Ihre Aufgabe: Schreiben Sie alle nachstehenden Einträge zeilenweise als nummerierte Liste um und lassen Sie dabei Leerzeilen weg.
═════ Vorliegende Einträge
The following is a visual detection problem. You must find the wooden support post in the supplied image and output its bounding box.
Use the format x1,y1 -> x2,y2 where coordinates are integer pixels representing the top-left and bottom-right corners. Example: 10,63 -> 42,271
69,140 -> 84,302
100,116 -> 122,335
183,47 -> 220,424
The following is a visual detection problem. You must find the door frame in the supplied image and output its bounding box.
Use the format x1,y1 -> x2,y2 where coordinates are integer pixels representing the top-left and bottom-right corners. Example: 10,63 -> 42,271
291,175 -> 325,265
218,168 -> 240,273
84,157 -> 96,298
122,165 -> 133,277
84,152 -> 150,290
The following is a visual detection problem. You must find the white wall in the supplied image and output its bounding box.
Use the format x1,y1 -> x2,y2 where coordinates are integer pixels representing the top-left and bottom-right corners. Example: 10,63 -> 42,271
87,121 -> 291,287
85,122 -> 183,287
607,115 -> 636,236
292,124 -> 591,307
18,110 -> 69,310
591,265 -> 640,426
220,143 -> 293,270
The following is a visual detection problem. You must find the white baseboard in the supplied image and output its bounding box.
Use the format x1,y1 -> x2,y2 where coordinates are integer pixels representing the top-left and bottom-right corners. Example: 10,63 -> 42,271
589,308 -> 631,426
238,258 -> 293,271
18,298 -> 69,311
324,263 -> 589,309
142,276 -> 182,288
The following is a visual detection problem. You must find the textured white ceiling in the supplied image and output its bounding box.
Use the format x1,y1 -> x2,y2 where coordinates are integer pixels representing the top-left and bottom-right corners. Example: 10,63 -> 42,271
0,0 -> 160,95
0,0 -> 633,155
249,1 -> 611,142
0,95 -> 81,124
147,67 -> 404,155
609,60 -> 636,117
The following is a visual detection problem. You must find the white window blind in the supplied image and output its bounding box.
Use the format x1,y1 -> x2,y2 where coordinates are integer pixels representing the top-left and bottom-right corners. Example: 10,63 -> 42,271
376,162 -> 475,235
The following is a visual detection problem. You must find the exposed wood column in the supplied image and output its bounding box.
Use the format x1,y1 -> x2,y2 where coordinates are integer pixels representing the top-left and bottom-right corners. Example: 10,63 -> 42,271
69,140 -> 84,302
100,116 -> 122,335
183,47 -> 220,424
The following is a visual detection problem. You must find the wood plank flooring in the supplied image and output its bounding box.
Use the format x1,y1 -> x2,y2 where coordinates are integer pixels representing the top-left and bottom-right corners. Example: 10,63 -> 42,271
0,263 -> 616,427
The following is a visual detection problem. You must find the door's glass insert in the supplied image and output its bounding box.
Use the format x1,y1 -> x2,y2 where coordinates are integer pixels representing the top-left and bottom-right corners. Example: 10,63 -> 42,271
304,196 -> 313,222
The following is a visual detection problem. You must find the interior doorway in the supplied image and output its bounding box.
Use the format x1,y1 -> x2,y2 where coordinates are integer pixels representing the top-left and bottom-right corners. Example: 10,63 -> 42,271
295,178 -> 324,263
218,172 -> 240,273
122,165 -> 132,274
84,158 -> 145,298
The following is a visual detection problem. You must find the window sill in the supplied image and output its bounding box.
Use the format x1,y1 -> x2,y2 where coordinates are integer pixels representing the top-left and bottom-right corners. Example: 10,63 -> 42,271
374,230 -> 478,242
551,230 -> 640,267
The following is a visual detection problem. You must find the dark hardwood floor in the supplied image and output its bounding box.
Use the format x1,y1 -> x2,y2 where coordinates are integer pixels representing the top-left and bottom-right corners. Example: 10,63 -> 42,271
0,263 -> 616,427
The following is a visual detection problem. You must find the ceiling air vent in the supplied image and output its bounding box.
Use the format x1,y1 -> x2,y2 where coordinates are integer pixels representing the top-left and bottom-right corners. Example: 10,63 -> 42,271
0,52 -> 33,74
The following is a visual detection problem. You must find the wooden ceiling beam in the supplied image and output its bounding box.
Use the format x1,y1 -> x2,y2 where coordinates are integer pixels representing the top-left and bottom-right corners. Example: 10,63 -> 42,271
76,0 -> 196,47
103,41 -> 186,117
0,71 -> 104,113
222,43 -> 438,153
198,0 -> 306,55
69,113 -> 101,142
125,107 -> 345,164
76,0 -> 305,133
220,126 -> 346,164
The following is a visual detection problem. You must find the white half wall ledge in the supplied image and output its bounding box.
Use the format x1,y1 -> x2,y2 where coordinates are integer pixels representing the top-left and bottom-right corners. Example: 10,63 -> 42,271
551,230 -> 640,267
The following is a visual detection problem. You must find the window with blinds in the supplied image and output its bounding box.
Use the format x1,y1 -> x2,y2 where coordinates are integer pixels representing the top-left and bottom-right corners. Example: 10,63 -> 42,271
══════════
Richtige Antwort:
1. The following is a visual detection problem. You must find the wooden support post in the supplied image and output its bounding box.
2. Use the format x1,y1 -> x2,y2 where coordinates are integer pixels representing the top-left and bottom-right corners. Example: 10,63 -> 42,271
3. 69,140 -> 84,302
4. 100,116 -> 122,335
5. 183,47 -> 220,424
6. The following is a visual detection problem. You must find the door frame in the supplied image and output its bounding box.
7. Use the format x1,y1 -> x2,y2 where coordinates are integer pixels representing the top-left and bottom-right corners. Example: 10,63 -> 42,271
8. 291,175 -> 325,265
9. 218,168 -> 240,273
10. 84,157 -> 96,298
11. 122,165 -> 133,277
12. 84,152 -> 150,290
13. The following is a visual detection problem. You must find the white wall in the supplied image and output its bounding box.
14. Use the format x1,y1 -> x2,y2 where coordinates are integer pixels representing the top-left and bottom-right corners. Example: 10,63 -> 42,271
15. 87,121 -> 291,287
16. 85,122 -> 183,287
17. 607,115 -> 636,236
18. 292,124 -> 591,307
19. 18,110 -> 69,310
20. 591,265 -> 640,426
21. 220,143 -> 293,270
22. The following is a visual detection problem. You must find the white baseboard in the supplied image and output its bounding box.
23. Use the format x1,y1 -> x2,y2 where coordinates are integer pixels representing the top-left and bottom-right corners. Example: 10,63 -> 42,271
24. 589,308 -> 631,426
25. 238,258 -> 293,271
26. 18,298 -> 69,311
27. 324,263 -> 589,309
28. 142,276 -> 182,288
29. The following is a visual detection problem. You must find the textured white ceiling in the supplied image and output its bounding box.
30. Use the format x1,y1 -> x2,y2 where coordinates are integer pixels representing the top-left and bottom-right corners. Example: 10,63 -> 42,271
31. 0,0 -> 160,95
32. 0,0 -> 633,155
33. 249,1 -> 611,142
34. 0,95 -> 81,124
35. 147,67 -> 404,155
36. 609,60 -> 636,117
37. The following is a visual detection problem. You must find the white window blind in the supplied image and output its bounding box.
38. Use the format x1,y1 -> x2,y2 where coordinates are integer pixels representing the top-left and bottom-right corners. Example: 10,63 -> 42,271
39. 376,162 -> 475,235
40. The following is a visual detection problem. You must find the exposed wood column in the supplied image and output its bounding box.
41. Use the format x1,y1 -> x2,y2 where coordinates are integer pixels representing the top-left and bottom-right corners. Example: 10,63 -> 42,271
42. 69,140 -> 84,302
43. 100,116 -> 122,335
44. 183,47 -> 220,424
45. The following is a visual detection problem. You must find the wood plank flooring in the supplied image and output its bounding box.
46. Use the format x1,y1 -> x2,y2 where coordinates are integer pixels representing the top-left and bottom-right corners. Example: 10,63 -> 42,271
47. 0,263 -> 616,427
48. The following is a visual detection problem. You must find the door's glass insert in the supplied image and output its bounding box.
49. Use the format x1,y1 -> x2,y2 where coordinates are integer pixels representing the top-left and bottom-right corners. Example: 10,63 -> 42,271
50. 304,196 -> 313,222
51. The following is a visual detection problem. You must find the interior doorway in the supplied image and output its bounding box.
52. Use the format x1,y1 -> x2,y2 where coordinates are integer pixels representing the top-left and bottom-right corners. Example: 10,63 -> 42,271
53. 295,178 -> 324,263
54. 218,172 -> 240,273
55. 122,165 -> 132,274
56. 84,158 -> 145,298
57. The following is a visual detection problem. You must find the window sill in the supplied image and output its bounding box.
58. Use the format x1,y1 -> x2,y2 where coordinates are integer pixels representing the top-left and bottom-right corners. Example: 10,63 -> 42,271
59. 374,230 -> 478,242
60. 551,230 -> 640,267
61. The following is a visual detection problem. You must find the dark hardwood floor in the supplied image and output its bounding box.
62. Use the format x1,y1 -> x2,y2 where coordinates are integer pixels representing the top-left and bottom-right corners. Example: 10,63 -> 42,271
63. 0,263 -> 616,427
64. The following is a visual detection problem. You must find the ceiling air vent in the supplied image and output its bounding box.
65. Use the format x1,y1 -> x2,y2 where coordinates are integer pixels representing the top-left and bottom-right corners. Example: 10,63 -> 42,271
66. 0,52 -> 33,74
67. The following is a visual detection problem. You must find the wooden ceiling beam in the supplied image and output its bounding box.
68. Use the format x1,y1 -> x2,y2 where coordinates are integer pixels representing the top-left and bottom-right corners. Example: 10,63 -> 42,271
69. 76,0 -> 196,47
70. 103,41 -> 186,117
71. 0,71 -> 104,113
72. 222,43 -> 438,153
73. 198,0 -> 306,55
74. 69,113 -> 101,142
75. 125,107 -> 345,164
76. 76,0 -> 305,133
77. 220,126 -> 346,164
78. The following is a visual detection problem. You must find the white half wall ledge in the supplied image and output its bounding box.
79. Use the format x1,y1 -> x2,y2 where coordinates are integer pixels representing the top-left and bottom-right corners. Example: 10,63 -> 42,271
80. 551,230 -> 640,267
81. The following is a visual detection problem. You must find the window with blinds in the supplied image and output its bounding box.
82. Use the format x1,y1 -> x2,y2 where coordinates are integer pixels representing the top-left and bottom-right corners. Example: 10,63 -> 42,271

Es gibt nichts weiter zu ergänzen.